→ WHAT NEEDS TO BE DONE:
List every line in the records below that contains the word "surface", copying each line in full.
----------------
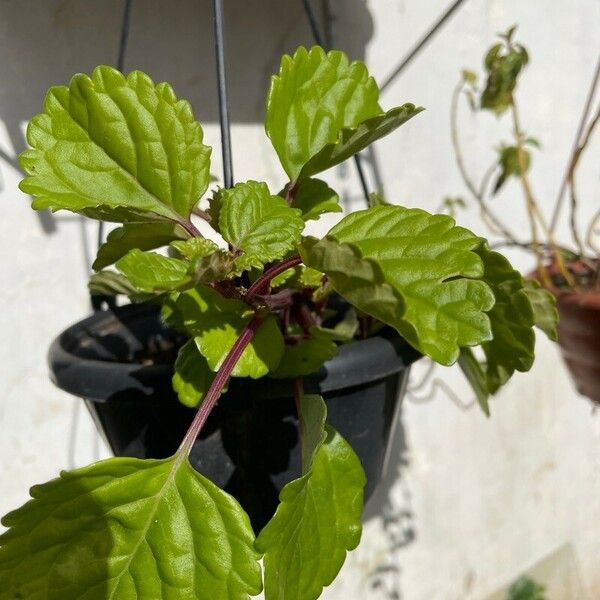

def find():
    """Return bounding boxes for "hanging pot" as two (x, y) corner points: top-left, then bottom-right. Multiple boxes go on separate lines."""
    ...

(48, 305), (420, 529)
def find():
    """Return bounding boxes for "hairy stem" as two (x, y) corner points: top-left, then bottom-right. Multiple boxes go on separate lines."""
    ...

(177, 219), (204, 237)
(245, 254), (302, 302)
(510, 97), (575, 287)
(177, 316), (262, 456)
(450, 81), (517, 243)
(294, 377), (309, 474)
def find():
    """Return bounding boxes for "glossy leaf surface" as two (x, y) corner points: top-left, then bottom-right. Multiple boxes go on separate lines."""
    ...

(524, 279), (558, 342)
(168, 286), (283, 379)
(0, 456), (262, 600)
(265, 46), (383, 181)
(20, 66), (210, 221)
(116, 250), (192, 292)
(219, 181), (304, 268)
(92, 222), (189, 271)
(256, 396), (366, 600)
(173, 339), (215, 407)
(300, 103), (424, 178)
----------------
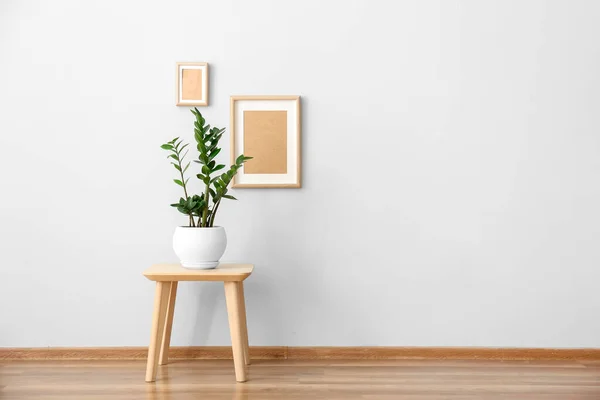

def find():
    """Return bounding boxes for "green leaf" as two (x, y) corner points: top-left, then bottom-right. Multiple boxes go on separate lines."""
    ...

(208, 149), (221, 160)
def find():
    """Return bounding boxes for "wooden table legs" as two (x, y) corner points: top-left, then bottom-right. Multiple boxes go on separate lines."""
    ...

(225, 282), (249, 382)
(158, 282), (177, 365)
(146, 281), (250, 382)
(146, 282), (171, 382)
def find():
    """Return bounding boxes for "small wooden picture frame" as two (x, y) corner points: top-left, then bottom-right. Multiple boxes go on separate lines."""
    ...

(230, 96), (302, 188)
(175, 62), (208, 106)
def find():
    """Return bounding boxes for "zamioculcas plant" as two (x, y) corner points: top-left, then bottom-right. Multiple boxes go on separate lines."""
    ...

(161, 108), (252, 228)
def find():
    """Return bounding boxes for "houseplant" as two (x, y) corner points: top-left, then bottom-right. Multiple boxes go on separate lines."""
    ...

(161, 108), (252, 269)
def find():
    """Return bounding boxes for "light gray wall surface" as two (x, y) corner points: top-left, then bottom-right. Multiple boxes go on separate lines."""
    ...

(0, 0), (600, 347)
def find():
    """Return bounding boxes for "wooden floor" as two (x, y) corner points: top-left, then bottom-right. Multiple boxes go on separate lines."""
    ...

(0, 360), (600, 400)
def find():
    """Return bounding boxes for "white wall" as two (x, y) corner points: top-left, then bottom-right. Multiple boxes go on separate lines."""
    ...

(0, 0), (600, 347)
----------------
→ SOLUTION FOR THIS PROBLEM:
    """Return bounding boxes for "glossy leaf surface" as two (x, y) corner points: top-left, then bottom-right. Multiple boxes go on separate lines."""
    """Return bounding boxes for "light gray wall surface" as two (x, y) corner points: top-left, then bottom-right. Multiple boxes go on separate lines."""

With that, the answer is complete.